◆ Job: Find every line in the material below that contains the string "woman", and copy each of those lines. Case counts.

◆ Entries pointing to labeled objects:
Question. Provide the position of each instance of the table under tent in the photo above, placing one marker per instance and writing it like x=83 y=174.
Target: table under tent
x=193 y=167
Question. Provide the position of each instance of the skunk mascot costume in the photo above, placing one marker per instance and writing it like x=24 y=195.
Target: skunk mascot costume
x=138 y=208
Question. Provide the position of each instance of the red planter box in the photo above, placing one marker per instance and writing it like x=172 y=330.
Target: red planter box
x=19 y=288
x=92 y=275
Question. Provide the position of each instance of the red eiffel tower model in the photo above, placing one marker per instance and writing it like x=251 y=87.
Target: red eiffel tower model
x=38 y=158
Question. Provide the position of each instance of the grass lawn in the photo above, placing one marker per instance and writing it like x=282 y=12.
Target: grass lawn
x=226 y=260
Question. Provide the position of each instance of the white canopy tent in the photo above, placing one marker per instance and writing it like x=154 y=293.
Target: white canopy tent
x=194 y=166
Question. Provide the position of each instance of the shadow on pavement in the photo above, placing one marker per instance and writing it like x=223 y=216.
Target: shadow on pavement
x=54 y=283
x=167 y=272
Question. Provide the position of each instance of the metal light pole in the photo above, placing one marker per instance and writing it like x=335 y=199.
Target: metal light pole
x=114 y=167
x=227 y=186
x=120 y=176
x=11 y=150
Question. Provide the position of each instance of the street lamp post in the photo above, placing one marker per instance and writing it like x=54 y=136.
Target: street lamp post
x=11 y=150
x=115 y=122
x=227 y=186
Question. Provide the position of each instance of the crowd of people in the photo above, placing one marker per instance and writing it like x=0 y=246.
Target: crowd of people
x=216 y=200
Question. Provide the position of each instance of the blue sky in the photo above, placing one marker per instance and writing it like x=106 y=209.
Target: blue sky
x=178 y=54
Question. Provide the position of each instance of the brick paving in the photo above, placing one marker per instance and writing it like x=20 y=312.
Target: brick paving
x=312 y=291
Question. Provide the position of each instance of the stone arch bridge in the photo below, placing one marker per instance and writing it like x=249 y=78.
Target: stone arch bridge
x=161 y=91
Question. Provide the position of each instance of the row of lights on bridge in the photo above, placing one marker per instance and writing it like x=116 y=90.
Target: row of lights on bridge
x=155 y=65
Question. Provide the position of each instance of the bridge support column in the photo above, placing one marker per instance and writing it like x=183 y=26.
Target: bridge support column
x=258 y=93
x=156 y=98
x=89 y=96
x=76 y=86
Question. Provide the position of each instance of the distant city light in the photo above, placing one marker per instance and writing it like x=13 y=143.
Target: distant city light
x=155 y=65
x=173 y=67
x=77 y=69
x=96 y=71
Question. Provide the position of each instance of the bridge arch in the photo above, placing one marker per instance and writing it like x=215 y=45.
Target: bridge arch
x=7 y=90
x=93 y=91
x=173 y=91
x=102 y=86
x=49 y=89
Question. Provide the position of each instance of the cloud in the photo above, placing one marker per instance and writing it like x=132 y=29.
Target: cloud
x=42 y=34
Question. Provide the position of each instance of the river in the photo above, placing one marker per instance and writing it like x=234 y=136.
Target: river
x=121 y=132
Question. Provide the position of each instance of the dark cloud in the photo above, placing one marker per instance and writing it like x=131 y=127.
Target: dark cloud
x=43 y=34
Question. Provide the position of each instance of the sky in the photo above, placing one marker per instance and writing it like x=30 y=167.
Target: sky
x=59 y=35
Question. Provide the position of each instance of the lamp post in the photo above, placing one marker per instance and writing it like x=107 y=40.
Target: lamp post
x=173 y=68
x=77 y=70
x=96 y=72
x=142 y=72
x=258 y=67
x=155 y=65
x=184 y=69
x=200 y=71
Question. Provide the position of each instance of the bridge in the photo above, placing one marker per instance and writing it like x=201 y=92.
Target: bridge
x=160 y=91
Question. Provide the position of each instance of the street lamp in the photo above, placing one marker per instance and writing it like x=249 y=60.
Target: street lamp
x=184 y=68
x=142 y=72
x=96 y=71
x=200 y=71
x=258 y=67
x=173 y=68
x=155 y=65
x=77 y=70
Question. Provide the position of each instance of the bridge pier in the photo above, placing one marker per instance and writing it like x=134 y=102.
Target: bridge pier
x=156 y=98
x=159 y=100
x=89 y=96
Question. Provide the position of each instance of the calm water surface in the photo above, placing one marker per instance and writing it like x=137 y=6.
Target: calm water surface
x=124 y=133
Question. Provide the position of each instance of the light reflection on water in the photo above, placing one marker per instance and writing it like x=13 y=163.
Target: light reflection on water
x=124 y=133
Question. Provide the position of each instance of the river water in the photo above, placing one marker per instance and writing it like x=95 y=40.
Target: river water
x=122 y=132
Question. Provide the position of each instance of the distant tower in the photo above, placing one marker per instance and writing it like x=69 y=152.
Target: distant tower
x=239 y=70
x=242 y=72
---
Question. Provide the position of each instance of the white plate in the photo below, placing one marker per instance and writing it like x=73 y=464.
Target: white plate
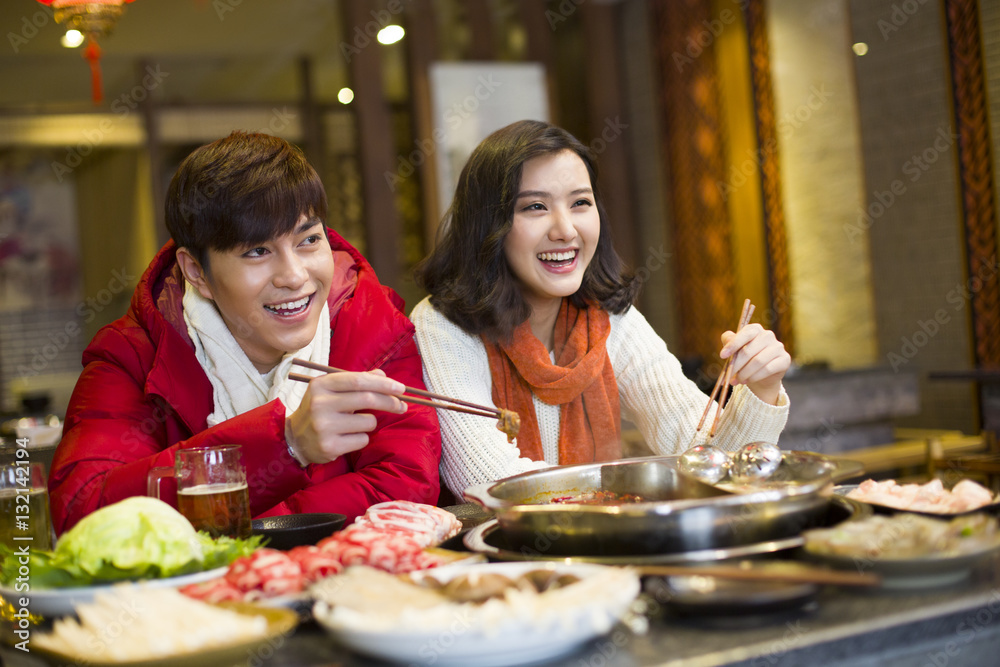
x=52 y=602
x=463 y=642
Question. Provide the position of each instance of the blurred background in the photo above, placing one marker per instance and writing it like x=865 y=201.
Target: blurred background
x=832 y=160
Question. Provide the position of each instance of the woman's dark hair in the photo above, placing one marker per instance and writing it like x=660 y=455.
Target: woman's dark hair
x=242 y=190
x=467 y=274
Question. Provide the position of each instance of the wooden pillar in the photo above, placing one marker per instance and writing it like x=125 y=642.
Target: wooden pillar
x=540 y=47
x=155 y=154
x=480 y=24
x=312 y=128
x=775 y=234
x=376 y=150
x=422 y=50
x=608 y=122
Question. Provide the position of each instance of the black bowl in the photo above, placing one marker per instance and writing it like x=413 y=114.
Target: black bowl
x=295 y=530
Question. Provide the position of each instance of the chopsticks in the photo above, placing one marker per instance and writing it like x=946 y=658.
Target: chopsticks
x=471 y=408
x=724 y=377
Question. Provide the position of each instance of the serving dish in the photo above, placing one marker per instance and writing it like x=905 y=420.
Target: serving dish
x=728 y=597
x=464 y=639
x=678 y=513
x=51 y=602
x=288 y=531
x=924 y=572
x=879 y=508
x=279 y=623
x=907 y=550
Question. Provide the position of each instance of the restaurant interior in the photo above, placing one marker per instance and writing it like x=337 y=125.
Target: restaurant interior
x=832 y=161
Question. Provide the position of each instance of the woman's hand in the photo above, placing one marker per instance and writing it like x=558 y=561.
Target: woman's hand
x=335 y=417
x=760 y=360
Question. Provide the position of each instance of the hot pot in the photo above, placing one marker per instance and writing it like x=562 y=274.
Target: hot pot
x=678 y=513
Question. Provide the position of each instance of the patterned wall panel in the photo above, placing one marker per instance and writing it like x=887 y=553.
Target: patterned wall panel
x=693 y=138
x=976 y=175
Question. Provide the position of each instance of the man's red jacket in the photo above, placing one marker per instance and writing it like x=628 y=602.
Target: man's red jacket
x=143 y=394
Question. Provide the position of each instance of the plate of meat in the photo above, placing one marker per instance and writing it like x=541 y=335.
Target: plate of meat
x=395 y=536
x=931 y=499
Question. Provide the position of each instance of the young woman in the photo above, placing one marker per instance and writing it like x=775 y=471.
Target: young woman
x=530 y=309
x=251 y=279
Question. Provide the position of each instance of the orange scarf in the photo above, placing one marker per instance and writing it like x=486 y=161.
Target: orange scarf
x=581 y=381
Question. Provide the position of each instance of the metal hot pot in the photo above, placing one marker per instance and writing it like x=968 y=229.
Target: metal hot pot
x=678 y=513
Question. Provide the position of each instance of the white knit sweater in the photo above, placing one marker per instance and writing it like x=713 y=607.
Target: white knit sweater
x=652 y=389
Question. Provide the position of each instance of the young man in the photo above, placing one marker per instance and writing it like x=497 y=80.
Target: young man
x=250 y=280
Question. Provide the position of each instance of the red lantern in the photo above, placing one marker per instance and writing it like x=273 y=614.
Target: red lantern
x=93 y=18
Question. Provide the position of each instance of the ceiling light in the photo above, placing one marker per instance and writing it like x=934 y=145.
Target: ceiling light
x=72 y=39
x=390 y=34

◆ Result for this task:
Question. Provide the position of each instance of the woman's dark hair in the photo above, placing one marker per instance and writing it like x=660 y=455.
Target: woman's dark hair
Question. Provide the position of each instance of the woman's hand in the photo above, placing one marker per instance and writing it like x=558 y=561.
Target: woman's hand
Question. Provide the position of each instance of the young woman in the photo above, placing one marker per instance and writing it like x=775 y=471.
Target: young woman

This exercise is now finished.